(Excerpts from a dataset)
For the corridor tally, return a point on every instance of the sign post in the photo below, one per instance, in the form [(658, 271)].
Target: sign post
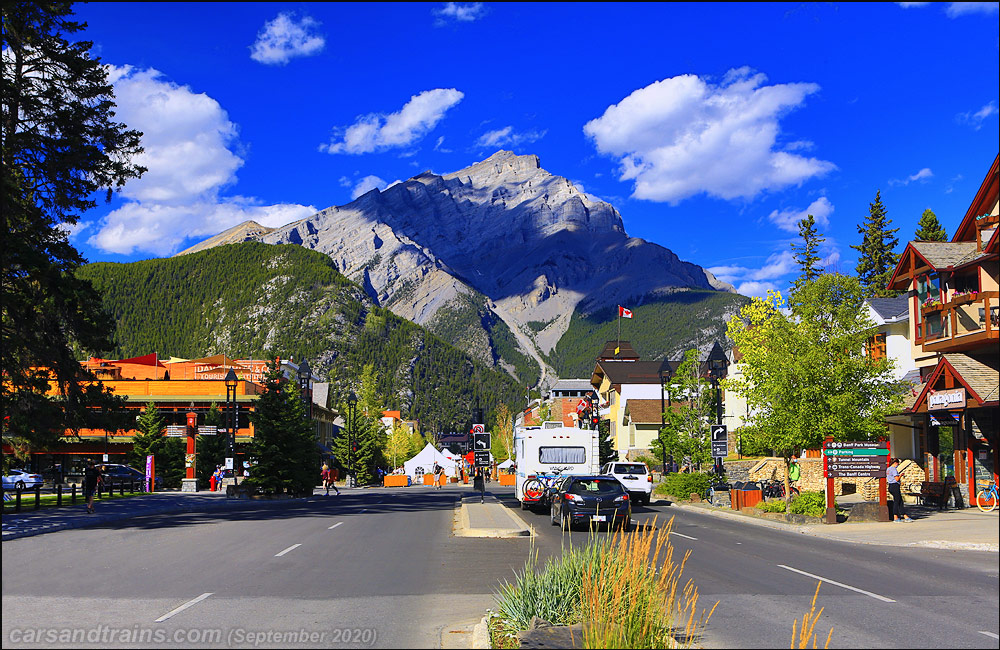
[(481, 444)]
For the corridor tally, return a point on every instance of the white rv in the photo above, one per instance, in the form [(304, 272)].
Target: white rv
[(544, 453)]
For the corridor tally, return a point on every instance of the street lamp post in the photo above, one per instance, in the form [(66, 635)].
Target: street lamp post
[(717, 369), (231, 382), (352, 404), (305, 380)]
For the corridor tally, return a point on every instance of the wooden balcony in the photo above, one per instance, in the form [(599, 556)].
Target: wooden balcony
[(963, 323)]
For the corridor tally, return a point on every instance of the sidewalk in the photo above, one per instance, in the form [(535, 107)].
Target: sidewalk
[(968, 529), (46, 520)]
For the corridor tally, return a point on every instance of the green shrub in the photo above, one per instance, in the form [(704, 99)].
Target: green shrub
[(812, 504), (776, 505), (682, 486)]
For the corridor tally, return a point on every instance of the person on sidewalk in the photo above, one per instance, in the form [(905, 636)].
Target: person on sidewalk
[(327, 476), (892, 482), (91, 479)]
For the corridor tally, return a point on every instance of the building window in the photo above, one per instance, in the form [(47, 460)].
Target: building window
[(876, 346)]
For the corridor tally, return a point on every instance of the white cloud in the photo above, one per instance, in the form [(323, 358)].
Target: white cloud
[(462, 12), (788, 219), (684, 136), (506, 135), (378, 132), (975, 120), (188, 141), (284, 38), (921, 176), (956, 9)]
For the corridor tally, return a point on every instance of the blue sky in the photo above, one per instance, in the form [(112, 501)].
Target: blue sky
[(711, 127)]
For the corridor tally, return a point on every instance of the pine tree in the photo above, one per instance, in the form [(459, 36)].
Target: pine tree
[(284, 440), (807, 253), (929, 228), (877, 261), (60, 146)]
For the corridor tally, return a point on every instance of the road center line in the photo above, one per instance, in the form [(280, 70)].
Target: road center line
[(290, 548), (839, 584), (193, 601)]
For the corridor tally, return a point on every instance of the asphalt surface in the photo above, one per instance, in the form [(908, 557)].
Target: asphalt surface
[(367, 568), (381, 568), (763, 579)]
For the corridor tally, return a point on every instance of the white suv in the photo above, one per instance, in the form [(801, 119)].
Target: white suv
[(636, 478)]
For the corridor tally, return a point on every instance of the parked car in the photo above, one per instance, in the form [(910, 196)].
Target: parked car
[(18, 478), (115, 474), (636, 478), (590, 499)]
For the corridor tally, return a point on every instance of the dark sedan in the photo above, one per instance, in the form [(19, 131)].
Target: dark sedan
[(591, 500)]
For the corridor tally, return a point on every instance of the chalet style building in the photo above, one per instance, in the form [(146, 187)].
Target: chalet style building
[(954, 304)]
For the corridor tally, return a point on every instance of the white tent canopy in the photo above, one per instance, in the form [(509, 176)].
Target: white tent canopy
[(423, 463)]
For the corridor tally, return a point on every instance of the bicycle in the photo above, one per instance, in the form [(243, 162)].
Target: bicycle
[(987, 498)]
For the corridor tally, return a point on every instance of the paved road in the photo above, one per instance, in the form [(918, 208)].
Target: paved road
[(382, 567), (764, 579), (378, 567)]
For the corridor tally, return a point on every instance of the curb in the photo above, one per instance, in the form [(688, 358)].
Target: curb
[(812, 532)]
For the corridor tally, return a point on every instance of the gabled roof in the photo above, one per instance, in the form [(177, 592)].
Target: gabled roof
[(890, 309), (985, 199)]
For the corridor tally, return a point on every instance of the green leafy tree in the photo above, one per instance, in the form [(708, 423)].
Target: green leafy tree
[(929, 228), (807, 253), (685, 432), (60, 146), (212, 450), (877, 259), (284, 443), (502, 438), (806, 375)]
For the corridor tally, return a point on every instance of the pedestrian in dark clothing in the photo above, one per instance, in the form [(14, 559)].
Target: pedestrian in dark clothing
[(892, 482), (91, 479)]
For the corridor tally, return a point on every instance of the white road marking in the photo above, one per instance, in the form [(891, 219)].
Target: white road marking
[(839, 584), (193, 601), (290, 548)]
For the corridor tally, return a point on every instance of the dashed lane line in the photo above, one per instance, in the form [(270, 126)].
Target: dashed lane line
[(193, 601), (290, 548), (839, 584)]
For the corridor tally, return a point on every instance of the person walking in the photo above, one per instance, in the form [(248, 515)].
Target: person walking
[(892, 482), (327, 476), (91, 479)]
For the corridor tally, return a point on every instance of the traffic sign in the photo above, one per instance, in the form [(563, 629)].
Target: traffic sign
[(861, 453), (720, 441)]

**What to produce:**
Please return only the lines above, starting at the line that has "form [(908, 557)]." and ending at the line that has "form [(688, 358)].", keeping both and leaving each one unchanged.

**Reply to the task:**
For the corridor tally, return a point on every instance of the asphalt surface in the photo above, one per instance, in the form [(908, 557)].
Target: asphalt surface
[(367, 568), (381, 568), (763, 579)]
For the corridor tally, return a point on every instance of the white suv in the photo above, one per instance, in the form [(801, 119)].
Target: white suv
[(636, 478)]
For the corridor tally, return a point on every instance of the parked car in the photo above, one per instance, in the form [(910, 196)].
Target: parked car
[(18, 478), (115, 474), (636, 478), (590, 499)]
For the corridor tally, return a point on every instance of the dark sedan in the photo above, one per instance, in the form [(19, 131)].
Target: dark sedan
[(591, 500)]
For the corridor tally, return a point on every instance of the chalet style building in the photo above, one per instance, in the form [(146, 187)].
Target: chalet style building
[(954, 304)]
For the corridor tally, return a point on every instance of the white tent canopy in the photo above, one per instance, in the form [(509, 176)].
Target: white tent canopy
[(423, 463)]
For the corridor tally, return a point on every instance of the bicycle in the photo above, one per instance, in the form [(243, 162)].
Target: bicycle
[(987, 498)]
For the corridor tally, return a point on every instance of the paved road in the photo above, one per instance, in the form [(918, 208)].
Target: paved road
[(382, 567), (764, 579), (378, 567)]
For the corridor tally, return a point on every instance of the curb in the photo above, one per instance, in the form [(688, 358)].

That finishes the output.